▶ [Required work] Reproduce only the stretch of rows from the line containing "point: bell tower" through the end of the rows, with "written like this sample" changed to "formatted like this sample" and nothing else altered.
#####
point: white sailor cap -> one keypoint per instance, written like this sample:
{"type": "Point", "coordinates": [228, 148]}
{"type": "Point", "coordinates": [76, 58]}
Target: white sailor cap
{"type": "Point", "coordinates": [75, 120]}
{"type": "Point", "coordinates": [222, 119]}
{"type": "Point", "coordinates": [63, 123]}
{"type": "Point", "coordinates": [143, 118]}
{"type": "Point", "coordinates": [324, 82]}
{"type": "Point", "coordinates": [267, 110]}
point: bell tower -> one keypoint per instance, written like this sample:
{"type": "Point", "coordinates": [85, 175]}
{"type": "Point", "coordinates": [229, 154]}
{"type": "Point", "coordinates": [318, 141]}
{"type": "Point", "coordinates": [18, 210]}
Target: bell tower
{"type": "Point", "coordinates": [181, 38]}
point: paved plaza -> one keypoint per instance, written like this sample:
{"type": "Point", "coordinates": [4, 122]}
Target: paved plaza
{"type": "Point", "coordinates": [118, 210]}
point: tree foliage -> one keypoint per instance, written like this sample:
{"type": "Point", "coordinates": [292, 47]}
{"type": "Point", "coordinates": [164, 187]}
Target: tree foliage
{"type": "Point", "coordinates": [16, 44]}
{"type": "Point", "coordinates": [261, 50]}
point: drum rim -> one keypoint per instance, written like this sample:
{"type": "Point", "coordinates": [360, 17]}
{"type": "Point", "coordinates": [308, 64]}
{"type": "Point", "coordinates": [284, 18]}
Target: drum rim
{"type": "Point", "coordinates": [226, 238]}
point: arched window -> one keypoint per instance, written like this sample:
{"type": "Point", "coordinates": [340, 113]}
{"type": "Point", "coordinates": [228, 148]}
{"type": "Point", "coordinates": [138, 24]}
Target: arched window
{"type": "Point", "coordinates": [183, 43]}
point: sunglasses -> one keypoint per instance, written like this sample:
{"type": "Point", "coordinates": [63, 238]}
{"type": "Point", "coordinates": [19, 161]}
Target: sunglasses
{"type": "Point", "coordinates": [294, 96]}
#####
▶ [Solution for this task]
point: bell tower -> one keypoint per instance, formatted like this sample:
{"type": "Point", "coordinates": [85, 175]}
{"type": "Point", "coordinates": [229, 154]}
{"type": "Point", "coordinates": [318, 141]}
{"type": "Point", "coordinates": [18, 210]}
Target: bell tower
{"type": "Point", "coordinates": [181, 38]}
point: paved plaza -> one keypoint per instance, formatted like this sample:
{"type": "Point", "coordinates": [4, 122]}
Target: paved plaza
{"type": "Point", "coordinates": [118, 210]}
point: tree foliage -> one keypoint per instance, formatted like this sample:
{"type": "Point", "coordinates": [292, 47]}
{"type": "Point", "coordinates": [164, 187]}
Target: tree foliage
{"type": "Point", "coordinates": [16, 44]}
{"type": "Point", "coordinates": [261, 50]}
point: drum rim -> one keypoint per instance, formatted like this sample:
{"type": "Point", "coordinates": [360, 17]}
{"type": "Point", "coordinates": [308, 64]}
{"type": "Point", "coordinates": [284, 18]}
Target: drum rim
{"type": "Point", "coordinates": [226, 238]}
point: arched window -> one keypoint per instance, formatted like this sample:
{"type": "Point", "coordinates": [340, 113]}
{"type": "Point", "coordinates": [228, 148]}
{"type": "Point", "coordinates": [138, 24]}
Target: arched window
{"type": "Point", "coordinates": [183, 43]}
point: sunglasses -> one keypoint per instance, formatted like this sample:
{"type": "Point", "coordinates": [63, 238]}
{"type": "Point", "coordinates": [19, 161]}
Target: sunglasses
{"type": "Point", "coordinates": [294, 96]}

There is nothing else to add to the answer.